• **TAREA PLANTEADA**: Por favor, copia sin ningún cambio las líneas del material que sigue, desde la que contiene "Q1: Can you locate the yellow" hasta la que contiene "415;876;557;1067", ambas incluidas.

Una serie de registros:
· · · · · · ·

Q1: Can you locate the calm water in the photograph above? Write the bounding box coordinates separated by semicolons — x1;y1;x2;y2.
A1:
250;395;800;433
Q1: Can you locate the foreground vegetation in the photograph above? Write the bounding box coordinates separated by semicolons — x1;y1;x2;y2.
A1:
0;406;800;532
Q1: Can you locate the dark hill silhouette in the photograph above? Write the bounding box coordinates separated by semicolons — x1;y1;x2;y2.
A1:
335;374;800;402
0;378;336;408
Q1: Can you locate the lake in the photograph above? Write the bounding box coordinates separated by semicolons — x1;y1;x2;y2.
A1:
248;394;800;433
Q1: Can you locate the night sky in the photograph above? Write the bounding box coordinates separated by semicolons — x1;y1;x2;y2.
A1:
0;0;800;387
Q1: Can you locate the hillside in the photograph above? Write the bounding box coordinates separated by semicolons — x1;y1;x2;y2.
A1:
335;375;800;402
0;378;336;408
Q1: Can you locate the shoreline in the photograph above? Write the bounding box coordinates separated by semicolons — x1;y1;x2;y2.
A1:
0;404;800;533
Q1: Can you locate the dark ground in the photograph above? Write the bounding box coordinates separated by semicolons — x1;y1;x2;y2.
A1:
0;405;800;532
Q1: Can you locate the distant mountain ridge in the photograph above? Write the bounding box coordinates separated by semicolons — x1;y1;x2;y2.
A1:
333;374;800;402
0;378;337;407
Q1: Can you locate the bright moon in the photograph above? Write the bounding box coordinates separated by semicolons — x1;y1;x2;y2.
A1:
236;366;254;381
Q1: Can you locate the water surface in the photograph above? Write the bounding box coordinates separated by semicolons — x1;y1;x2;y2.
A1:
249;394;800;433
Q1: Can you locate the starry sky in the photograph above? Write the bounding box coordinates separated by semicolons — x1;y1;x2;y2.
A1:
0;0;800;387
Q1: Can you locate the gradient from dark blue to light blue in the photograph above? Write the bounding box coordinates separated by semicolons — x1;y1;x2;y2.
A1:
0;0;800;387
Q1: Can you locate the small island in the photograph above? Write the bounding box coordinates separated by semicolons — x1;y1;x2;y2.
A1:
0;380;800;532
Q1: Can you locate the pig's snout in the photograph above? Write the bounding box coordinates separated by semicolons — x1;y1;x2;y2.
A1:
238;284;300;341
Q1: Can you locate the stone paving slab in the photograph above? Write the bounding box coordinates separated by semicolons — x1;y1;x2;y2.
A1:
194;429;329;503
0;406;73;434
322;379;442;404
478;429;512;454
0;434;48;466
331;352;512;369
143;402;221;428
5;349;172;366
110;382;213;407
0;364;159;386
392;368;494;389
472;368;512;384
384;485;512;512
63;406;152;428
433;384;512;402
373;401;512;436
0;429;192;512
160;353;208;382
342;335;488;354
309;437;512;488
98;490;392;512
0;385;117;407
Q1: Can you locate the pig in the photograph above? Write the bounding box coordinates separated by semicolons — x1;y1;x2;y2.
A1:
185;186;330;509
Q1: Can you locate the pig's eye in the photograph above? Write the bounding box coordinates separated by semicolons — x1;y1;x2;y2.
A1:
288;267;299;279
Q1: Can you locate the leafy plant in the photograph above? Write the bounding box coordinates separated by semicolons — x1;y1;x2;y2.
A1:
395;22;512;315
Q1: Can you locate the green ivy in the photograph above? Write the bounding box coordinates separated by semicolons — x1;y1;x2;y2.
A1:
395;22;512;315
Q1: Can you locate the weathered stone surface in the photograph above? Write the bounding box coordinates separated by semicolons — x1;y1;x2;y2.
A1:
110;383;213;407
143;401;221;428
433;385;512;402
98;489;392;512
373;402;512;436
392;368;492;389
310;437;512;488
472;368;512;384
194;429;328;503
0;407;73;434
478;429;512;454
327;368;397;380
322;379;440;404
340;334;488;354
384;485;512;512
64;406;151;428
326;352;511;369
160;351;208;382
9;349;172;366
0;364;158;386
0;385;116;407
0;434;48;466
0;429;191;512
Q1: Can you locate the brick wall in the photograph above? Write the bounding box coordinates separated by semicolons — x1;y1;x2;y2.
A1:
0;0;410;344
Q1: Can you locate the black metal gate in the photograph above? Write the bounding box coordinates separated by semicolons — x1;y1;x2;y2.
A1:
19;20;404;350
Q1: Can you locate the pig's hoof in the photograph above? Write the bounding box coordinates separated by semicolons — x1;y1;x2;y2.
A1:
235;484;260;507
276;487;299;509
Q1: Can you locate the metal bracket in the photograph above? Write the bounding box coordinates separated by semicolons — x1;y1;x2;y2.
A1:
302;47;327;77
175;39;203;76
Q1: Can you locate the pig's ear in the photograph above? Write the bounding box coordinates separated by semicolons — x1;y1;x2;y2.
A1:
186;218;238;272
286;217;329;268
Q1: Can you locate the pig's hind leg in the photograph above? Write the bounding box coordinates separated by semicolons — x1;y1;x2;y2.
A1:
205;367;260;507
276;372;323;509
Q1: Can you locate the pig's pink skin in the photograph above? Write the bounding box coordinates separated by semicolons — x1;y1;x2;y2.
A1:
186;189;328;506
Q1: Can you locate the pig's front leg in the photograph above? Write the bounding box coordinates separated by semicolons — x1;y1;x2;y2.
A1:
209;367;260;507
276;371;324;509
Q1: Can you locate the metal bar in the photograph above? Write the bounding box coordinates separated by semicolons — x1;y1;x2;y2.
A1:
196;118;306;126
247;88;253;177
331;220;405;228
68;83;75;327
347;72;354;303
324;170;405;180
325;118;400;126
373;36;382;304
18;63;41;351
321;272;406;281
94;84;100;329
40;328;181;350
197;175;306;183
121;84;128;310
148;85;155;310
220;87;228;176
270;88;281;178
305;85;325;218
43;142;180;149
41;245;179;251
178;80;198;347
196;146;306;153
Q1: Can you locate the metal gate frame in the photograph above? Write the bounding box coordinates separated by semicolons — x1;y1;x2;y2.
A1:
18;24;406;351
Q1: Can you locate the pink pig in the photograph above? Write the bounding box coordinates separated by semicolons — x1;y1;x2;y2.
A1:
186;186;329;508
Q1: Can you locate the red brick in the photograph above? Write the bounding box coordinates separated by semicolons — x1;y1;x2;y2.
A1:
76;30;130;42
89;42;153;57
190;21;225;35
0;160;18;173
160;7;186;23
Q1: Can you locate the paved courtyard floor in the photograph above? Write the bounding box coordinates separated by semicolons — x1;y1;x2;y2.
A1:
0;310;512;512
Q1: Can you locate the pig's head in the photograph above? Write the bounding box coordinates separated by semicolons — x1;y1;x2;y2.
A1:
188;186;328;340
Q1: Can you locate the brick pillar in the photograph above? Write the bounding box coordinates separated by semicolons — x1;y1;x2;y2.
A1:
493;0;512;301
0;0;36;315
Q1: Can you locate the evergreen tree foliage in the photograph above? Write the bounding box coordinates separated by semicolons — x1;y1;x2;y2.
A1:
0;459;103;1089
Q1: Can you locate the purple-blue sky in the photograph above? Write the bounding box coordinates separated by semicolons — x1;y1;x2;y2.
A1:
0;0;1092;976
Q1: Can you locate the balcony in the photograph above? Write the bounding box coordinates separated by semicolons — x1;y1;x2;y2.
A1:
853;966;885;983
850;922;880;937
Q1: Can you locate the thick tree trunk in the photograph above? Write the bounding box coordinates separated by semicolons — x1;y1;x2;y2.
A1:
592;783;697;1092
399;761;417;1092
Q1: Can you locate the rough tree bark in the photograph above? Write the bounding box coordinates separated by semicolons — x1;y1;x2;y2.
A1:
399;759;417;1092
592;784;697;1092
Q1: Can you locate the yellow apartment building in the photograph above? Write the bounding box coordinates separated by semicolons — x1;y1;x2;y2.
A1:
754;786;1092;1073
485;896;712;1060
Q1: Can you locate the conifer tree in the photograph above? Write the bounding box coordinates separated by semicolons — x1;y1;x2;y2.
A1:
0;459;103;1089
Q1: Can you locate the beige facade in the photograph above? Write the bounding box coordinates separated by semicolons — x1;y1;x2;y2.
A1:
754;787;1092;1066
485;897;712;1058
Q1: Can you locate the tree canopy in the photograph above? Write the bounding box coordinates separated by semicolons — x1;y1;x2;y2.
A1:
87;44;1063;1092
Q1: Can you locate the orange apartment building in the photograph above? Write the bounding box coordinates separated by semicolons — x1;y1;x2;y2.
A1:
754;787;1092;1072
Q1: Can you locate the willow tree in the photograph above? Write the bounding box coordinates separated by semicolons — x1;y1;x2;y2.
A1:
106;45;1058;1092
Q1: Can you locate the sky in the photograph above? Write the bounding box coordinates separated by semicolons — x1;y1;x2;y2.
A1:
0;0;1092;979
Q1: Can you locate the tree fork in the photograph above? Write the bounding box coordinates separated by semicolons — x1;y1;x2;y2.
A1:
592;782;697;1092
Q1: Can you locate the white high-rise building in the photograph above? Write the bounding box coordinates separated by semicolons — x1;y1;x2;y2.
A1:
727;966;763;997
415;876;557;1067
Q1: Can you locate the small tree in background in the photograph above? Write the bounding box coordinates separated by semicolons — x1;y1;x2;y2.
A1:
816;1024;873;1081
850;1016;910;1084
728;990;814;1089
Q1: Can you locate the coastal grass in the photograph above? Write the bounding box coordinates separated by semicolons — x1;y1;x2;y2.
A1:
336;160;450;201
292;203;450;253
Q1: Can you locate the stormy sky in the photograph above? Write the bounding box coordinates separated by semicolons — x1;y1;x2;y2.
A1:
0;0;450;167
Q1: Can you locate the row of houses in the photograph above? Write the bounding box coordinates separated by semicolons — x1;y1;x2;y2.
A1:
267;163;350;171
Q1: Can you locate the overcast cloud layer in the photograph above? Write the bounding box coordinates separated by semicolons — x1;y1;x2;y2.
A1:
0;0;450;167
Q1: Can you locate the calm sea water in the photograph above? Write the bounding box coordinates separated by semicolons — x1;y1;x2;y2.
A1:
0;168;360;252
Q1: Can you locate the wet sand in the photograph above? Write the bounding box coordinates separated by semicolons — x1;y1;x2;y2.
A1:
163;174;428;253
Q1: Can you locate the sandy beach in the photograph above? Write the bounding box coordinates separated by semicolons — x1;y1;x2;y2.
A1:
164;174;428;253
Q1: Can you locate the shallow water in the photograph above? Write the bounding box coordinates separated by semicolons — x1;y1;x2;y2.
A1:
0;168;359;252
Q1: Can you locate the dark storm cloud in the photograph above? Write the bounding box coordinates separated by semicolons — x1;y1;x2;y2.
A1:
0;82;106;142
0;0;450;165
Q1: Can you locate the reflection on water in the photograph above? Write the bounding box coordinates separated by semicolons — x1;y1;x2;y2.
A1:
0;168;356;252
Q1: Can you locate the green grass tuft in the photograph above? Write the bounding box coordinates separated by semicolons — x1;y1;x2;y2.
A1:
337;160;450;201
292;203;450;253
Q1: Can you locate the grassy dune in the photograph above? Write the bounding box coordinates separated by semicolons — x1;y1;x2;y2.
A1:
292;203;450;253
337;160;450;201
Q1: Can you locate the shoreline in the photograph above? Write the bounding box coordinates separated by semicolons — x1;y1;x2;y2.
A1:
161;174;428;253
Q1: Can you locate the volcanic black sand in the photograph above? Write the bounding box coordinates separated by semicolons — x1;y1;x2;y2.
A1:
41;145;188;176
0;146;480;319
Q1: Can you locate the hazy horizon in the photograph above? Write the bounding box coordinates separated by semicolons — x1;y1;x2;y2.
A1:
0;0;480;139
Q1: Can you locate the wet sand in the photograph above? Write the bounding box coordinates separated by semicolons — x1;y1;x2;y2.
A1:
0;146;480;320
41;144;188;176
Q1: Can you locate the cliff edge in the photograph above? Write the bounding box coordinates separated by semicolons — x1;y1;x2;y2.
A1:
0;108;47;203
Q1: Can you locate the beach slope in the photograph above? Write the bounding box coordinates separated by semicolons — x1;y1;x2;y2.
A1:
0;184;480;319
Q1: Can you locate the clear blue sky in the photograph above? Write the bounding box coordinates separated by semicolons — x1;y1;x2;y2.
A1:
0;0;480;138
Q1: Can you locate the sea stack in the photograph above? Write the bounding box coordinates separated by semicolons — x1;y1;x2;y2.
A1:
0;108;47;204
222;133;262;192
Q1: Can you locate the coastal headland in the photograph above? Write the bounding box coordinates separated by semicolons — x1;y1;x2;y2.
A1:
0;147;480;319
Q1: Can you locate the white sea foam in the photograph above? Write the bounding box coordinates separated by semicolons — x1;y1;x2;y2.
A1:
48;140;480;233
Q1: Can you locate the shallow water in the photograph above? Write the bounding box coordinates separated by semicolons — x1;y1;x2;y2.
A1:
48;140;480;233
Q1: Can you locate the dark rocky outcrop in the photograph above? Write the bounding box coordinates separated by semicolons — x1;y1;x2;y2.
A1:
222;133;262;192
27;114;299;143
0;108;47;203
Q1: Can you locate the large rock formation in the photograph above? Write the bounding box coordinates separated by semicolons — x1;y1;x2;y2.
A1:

· · · · · · ·

• **SOLUCIÓN DEL EJERCICIO**:
Q1: Can you locate the yellow apartment building in the photograph above? Write the bounding box coordinates separated by semicolons — x1;y1;x2;y2.
A1:
754;786;1092;1073
485;896;712;1060
Q1: Can you locate the conifer tree in the photograph above? Write the bounding box coordinates separated by semicolons — x1;y1;x2;y2.
A1:
0;459;103;1089
Q1: Can you locate the beige facade in the photograph above? Write the bounding box coordinates separated by semicolons — x1;y1;x2;y2.
A1:
754;787;1092;1066
485;897;712;1058
Q1: Can you locate the tree canopy in the photograph above? Write the bounding box coordinates separated by semicolons — x1;y1;x2;y2.
A1:
87;44;1063;1092
Q1: Can you locate the orange apartment building in the photograph above? Write the bounding box coordinates separated by semicolons — x1;y1;x2;y2.
A1:
754;787;1092;1072
Q1: Can you locate the willow tree in the photograph above? Write the bounding box coordinates separated by semicolons — x1;y1;x2;y2.
A1:
106;45;1058;1092
Q1: Can you locate the sky in the photograph above? Write the bounding box coordinates separated by semicolons — x1;y1;x2;y2.
A1:
0;0;1092;979
Q1: Can you locate the tree fork in the photograph above? Write the bounding box coordinates separated by semicolons — x1;y1;x2;y2.
A1:
592;782;697;1092
Q1: Can you locate the white high-rise building in the photograph above? Write the bounding box coordinates separated by semicolons — x1;y1;x2;y2.
A1:
727;966;763;997
415;876;557;1067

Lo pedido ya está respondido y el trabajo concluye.